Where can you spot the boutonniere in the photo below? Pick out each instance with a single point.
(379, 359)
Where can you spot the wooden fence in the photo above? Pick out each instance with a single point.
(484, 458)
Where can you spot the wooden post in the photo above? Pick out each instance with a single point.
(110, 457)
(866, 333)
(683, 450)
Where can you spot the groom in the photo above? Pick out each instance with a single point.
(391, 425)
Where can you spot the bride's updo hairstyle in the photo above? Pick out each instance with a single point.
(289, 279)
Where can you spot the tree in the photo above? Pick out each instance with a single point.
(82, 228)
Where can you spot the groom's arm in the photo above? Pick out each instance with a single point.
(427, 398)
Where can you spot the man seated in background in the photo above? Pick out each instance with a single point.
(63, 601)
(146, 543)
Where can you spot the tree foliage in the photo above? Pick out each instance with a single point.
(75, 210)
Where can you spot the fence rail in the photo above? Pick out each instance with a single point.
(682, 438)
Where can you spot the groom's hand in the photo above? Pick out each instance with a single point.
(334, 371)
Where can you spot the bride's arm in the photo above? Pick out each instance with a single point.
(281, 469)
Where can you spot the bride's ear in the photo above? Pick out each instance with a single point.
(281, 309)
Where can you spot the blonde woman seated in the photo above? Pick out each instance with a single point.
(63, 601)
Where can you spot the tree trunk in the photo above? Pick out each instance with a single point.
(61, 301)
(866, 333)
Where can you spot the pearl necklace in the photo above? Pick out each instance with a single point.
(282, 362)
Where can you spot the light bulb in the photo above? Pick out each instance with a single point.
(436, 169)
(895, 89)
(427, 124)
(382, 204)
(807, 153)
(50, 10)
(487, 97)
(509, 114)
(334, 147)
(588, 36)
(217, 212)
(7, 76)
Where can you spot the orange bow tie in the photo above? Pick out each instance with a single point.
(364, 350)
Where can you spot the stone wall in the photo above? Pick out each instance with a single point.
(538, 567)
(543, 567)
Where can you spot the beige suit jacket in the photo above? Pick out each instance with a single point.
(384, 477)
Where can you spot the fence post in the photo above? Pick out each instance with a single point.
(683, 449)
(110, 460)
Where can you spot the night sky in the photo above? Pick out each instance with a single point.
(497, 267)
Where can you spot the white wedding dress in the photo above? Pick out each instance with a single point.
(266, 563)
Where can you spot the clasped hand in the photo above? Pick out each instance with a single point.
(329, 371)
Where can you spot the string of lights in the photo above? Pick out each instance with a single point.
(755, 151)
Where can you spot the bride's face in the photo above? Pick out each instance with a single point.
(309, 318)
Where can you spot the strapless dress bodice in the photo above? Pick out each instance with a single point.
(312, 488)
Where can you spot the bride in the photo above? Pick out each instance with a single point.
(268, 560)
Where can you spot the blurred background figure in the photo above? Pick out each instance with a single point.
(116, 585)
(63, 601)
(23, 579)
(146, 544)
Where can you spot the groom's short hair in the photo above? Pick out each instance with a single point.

********************

AIM => Give again the lines from the line holding "Where can you spot the bride's face" through the close of the listing, both included, exactly as written and with nothing else.

TASK OUTPUT =>
Where can you spot the bride's face in the photo above? Pick out each instance with a single point.
(309, 318)
Where can you spot the strapless dress bodice in the photo above? Pick out each instance with a single point.
(312, 488)
Where can you spot the bride in the photo above? Pick out each instance with a single point.
(268, 560)
Where can you spot the blurred background figure in the photo above? Pick out each instance with a single point.
(116, 585)
(63, 601)
(23, 579)
(146, 544)
Where can you spot the groom's short hair in the photo above? Pick out each instance with a single point.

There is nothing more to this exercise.